**To be done**
Identify each of the lines below that contains the word "fire", and copy every such line in full.

**Data lines**
/---

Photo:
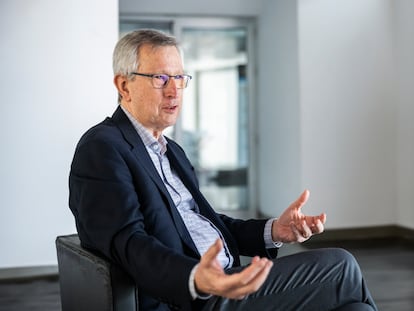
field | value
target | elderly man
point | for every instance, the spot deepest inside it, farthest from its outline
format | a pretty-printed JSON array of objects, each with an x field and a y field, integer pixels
[{"x": 136, "y": 200}]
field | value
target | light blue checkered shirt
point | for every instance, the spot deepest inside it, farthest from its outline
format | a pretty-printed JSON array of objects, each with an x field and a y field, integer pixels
[{"x": 202, "y": 231}]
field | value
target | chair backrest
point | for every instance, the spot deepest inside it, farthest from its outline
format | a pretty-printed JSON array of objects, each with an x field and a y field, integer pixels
[{"x": 89, "y": 282}]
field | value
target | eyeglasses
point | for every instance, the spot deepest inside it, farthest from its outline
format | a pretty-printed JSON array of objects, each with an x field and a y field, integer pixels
[{"x": 160, "y": 81}]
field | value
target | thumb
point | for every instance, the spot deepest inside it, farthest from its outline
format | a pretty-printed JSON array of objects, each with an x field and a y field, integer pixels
[{"x": 303, "y": 198}]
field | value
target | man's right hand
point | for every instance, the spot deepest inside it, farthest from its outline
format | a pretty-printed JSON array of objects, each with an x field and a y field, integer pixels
[{"x": 210, "y": 277}]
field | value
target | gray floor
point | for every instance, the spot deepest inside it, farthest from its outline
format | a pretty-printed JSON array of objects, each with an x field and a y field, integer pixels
[{"x": 388, "y": 266}]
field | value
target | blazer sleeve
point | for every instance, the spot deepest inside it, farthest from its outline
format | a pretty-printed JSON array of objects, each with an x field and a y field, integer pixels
[{"x": 108, "y": 211}]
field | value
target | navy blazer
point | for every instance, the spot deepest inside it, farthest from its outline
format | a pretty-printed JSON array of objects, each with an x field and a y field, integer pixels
[{"x": 123, "y": 210}]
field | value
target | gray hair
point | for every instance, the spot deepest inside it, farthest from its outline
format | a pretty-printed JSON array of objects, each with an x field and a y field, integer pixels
[{"x": 126, "y": 53}]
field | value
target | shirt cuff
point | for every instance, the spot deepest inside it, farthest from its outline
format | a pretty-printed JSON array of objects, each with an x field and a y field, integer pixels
[
  {"x": 267, "y": 235},
  {"x": 191, "y": 286}
]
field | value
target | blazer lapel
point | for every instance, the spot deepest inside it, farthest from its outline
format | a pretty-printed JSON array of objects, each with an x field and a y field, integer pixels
[{"x": 141, "y": 153}]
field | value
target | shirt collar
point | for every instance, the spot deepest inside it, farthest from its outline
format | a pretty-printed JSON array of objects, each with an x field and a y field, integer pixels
[{"x": 158, "y": 146}]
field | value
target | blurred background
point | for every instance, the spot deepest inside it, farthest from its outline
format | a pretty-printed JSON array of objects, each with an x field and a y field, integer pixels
[{"x": 286, "y": 95}]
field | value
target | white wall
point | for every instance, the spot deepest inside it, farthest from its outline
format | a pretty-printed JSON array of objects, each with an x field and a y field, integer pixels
[
  {"x": 56, "y": 81},
  {"x": 404, "y": 33},
  {"x": 191, "y": 7},
  {"x": 278, "y": 107},
  {"x": 354, "y": 106},
  {"x": 348, "y": 109}
]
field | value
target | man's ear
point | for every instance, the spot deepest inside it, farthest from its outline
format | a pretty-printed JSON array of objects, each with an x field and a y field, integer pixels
[{"x": 121, "y": 84}]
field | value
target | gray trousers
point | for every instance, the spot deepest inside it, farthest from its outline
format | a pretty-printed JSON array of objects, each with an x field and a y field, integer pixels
[{"x": 317, "y": 280}]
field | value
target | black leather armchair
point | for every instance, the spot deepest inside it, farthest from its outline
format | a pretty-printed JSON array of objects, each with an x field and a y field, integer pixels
[{"x": 89, "y": 282}]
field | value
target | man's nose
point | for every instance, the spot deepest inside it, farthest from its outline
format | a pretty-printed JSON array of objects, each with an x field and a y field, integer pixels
[{"x": 171, "y": 89}]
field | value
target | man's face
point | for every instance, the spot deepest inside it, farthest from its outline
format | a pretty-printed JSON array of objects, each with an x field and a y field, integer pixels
[{"x": 155, "y": 109}]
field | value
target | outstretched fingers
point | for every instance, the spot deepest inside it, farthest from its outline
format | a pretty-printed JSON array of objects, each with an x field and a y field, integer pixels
[{"x": 249, "y": 280}]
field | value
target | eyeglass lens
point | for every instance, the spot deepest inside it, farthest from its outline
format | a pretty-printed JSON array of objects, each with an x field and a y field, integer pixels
[{"x": 160, "y": 81}]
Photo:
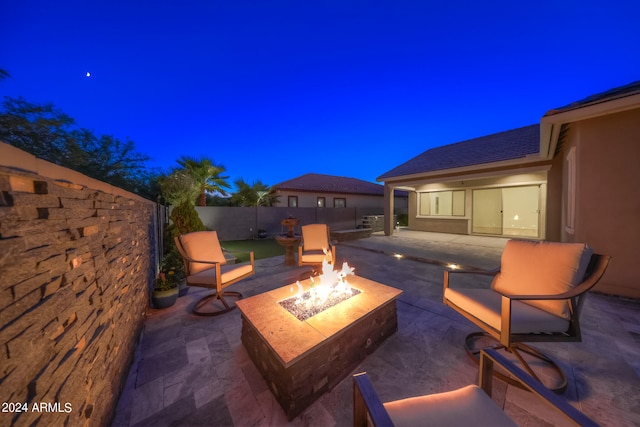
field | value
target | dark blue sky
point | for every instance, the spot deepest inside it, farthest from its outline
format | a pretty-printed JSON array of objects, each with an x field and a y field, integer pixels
[{"x": 276, "y": 89}]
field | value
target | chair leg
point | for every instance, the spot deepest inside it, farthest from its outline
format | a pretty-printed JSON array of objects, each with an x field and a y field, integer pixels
[
  {"x": 216, "y": 296},
  {"x": 489, "y": 342}
]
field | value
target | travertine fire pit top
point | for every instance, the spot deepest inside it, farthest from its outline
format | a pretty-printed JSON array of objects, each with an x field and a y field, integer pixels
[{"x": 291, "y": 338}]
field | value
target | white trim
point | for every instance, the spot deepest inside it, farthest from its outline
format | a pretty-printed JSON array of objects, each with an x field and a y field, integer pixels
[{"x": 570, "y": 214}]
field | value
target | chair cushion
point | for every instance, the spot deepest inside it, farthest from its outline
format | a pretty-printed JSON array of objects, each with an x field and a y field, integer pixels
[
  {"x": 542, "y": 268},
  {"x": 315, "y": 237},
  {"x": 207, "y": 278},
  {"x": 467, "y": 406},
  {"x": 202, "y": 245},
  {"x": 486, "y": 305},
  {"x": 313, "y": 257}
]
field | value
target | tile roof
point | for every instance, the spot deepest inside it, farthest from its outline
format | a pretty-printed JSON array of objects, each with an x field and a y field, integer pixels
[
  {"x": 319, "y": 183},
  {"x": 609, "y": 95},
  {"x": 507, "y": 145}
]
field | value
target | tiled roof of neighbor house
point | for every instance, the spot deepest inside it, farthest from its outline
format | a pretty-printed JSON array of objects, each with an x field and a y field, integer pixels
[
  {"x": 609, "y": 95},
  {"x": 315, "y": 182},
  {"x": 508, "y": 145}
]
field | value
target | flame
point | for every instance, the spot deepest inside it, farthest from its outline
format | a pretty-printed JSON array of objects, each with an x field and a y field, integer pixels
[{"x": 331, "y": 282}]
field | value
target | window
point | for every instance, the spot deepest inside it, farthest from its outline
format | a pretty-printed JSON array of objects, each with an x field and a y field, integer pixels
[
  {"x": 441, "y": 203},
  {"x": 570, "y": 214}
]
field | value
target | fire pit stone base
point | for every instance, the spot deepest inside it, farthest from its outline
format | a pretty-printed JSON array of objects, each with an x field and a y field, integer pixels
[{"x": 300, "y": 371}]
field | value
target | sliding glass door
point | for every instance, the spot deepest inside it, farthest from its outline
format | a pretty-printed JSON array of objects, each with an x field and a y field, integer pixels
[{"x": 509, "y": 211}]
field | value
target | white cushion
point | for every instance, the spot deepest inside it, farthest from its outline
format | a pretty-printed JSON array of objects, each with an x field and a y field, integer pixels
[
  {"x": 468, "y": 406},
  {"x": 542, "y": 268},
  {"x": 486, "y": 305}
]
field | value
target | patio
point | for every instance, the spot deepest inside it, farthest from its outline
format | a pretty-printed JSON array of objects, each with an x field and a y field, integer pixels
[{"x": 191, "y": 370}]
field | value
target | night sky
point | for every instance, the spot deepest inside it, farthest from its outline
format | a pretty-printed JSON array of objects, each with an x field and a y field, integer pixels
[{"x": 276, "y": 89}]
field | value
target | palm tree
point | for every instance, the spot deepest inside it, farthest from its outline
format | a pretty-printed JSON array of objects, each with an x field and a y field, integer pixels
[
  {"x": 256, "y": 194},
  {"x": 207, "y": 176}
]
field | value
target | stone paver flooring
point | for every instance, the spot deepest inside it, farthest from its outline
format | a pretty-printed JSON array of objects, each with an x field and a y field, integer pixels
[{"x": 194, "y": 371}]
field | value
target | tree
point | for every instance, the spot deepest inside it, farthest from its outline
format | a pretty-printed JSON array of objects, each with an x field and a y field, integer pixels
[
  {"x": 256, "y": 194},
  {"x": 49, "y": 134},
  {"x": 207, "y": 176}
]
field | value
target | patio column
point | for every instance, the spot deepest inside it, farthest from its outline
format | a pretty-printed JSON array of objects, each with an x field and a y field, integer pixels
[{"x": 388, "y": 210}]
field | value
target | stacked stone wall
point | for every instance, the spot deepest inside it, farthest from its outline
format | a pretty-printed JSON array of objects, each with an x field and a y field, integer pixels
[{"x": 75, "y": 269}]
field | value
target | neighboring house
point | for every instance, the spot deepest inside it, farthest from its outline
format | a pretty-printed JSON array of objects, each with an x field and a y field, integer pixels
[
  {"x": 585, "y": 168},
  {"x": 314, "y": 190}
]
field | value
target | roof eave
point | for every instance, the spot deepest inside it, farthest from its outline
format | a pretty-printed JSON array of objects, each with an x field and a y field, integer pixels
[
  {"x": 465, "y": 172},
  {"x": 551, "y": 123}
]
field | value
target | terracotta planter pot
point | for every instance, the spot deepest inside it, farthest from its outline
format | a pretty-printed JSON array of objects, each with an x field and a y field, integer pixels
[
  {"x": 164, "y": 299},
  {"x": 183, "y": 288}
]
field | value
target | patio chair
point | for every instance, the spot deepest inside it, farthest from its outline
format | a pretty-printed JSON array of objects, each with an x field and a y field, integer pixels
[
  {"x": 315, "y": 241},
  {"x": 467, "y": 406},
  {"x": 536, "y": 296},
  {"x": 204, "y": 265}
]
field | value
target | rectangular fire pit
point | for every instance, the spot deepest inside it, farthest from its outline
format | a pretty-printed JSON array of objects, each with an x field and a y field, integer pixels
[{"x": 301, "y": 360}]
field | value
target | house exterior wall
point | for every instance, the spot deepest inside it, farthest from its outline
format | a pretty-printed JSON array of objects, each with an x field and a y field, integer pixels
[
  {"x": 462, "y": 224},
  {"x": 309, "y": 200},
  {"x": 608, "y": 195}
]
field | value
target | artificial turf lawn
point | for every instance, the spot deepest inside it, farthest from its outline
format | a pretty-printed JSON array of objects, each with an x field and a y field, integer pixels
[{"x": 262, "y": 248}]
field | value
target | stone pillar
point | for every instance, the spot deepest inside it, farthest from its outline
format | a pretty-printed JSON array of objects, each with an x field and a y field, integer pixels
[{"x": 388, "y": 210}]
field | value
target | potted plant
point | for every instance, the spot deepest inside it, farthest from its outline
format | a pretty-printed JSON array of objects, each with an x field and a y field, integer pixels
[{"x": 165, "y": 290}]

\---

**The result**
target | travertine fire pit top
target | fire pit stone base
target | rectangular fire pit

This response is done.